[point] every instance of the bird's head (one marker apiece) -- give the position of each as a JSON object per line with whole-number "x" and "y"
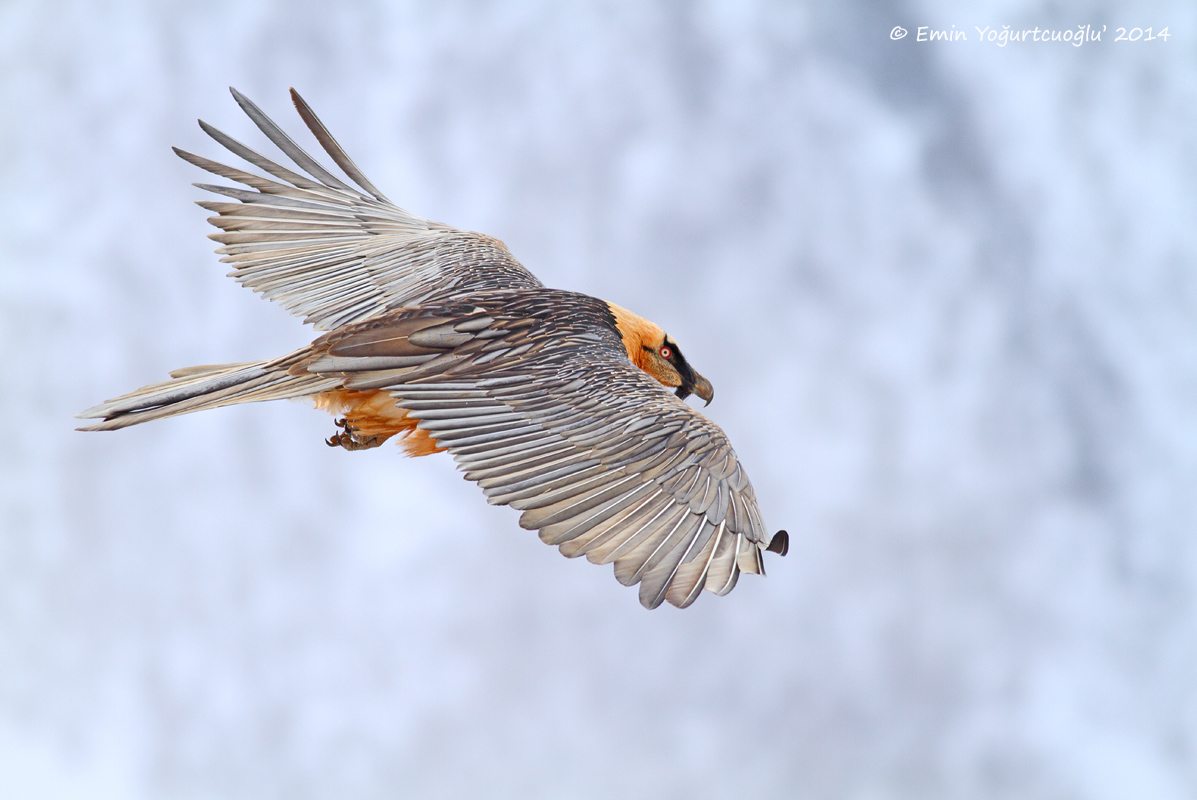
{"x": 654, "y": 351}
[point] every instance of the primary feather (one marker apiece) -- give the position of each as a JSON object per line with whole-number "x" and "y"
{"x": 554, "y": 402}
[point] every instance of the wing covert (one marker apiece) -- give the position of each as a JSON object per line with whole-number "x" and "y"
{"x": 597, "y": 456}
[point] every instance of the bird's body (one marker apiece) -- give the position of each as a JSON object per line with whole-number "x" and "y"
{"x": 554, "y": 402}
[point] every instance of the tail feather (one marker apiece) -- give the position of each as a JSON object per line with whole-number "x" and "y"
{"x": 196, "y": 388}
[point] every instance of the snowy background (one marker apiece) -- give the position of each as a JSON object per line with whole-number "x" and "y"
{"x": 947, "y": 295}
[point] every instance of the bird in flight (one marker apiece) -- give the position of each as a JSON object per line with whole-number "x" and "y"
{"x": 560, "y": 405}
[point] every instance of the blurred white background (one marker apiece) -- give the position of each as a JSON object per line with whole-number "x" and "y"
{"x": 946, "y": 295}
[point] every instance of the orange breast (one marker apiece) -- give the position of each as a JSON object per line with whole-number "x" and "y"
{"x": 375, "y": 413}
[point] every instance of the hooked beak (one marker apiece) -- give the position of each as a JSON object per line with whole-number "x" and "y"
{"x": 699, "y": 386}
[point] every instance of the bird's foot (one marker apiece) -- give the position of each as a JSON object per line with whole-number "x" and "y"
{"x": 351, "y": 438}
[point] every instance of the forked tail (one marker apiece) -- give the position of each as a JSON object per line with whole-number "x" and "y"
{"x": 196, "y": 388}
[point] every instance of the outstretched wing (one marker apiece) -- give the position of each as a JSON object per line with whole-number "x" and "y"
{"x": 541, "y": 407}
{"x": 333, "y": 253}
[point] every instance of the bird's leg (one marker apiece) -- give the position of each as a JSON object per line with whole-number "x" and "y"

★ ★ ★ ★ ★

Render all of the data above as a numbered list with no blank lines, leaving out the picture.

• Completed task
1. [point] every instance of the bird's head (one marker apiece) -- give the position of each as a JSON object per line with whole-number "x" and "y"
2. {"x": 654, "y": 351}
3. [point] every instance of the primary feather (one marker apiece) -- give the position of each as a JSON object per line with whole-number "x" and "y"
4. {"x": 554, "y": 402}
5. [point] every instance of the wing covert (one marker apiece) -- give the position of each as a JSON object per line with whole-number "x" and "y"
6. {"x": 597, "y": 456}
7. [point] every instance of the bird's body (one marker apiece) -- give the position of each as a JSON object per line with whole-number "x" and "y"
8. {"x": 554, "y": 402}
9. [point] every instance of the tail feather (one marker apiece) -- give the position of each as a JSON object per line with whole-number "x" and "y"
10. {"x": 196, "y": 388}
11. [point] every instance of the snowy background (one marker apiece) -- give the position of each as a JSON object per line with whole-number "x" and "y"
12. {"x": 947, "y": 295}
13. [point] every instance of the bird in flight (one marker apiece) -- give the position of each as a JSON object per line with whole-number "x" and "y"
14. {"x": 560, "y": 405}
15. [point] every instance of the blurred white background (one marker apiece) -- give the position of each as a JSON object per line with whole-number "x" and "y"
16. {"x": 946, "y": 295}
17. [point] every instance of the orange breast (one marker apiece) -- give the position of each as a JSON object per line with whole-number "x" and "y"
18. {"x": 375, "y": 413}
19. [point] every instance of the hooked beak (one marker apiece) -- give the position of each as a JSON object per line with whole-number "x" and "y"
20. {"x": 699, "y": 386}
21. [point] every instance of the bird's foot (one marker apiece) -- give the position of each as a JSON object per line with whole-number "x" and "y"
22. {"x": 351, "y": 438}
23. [point] every instance of the forked tail (one marker apiece) -- give the position of each as a JSON object per line with whole-number "x" and "y"
24. {"x": 196, "y": 388}
25. [point] every instance of the outstretched wing (one marker apiece) -- give the position of each as a JSON object per line with whole-number "x" and "y"
26. {"x": 541, "y": 407}
27. {"x": 333, "y": 253}
28. [point] every instance of the bird's leg (one marker apiece) -- give the position of each as a JSON object per line with whole-number "x" and "y"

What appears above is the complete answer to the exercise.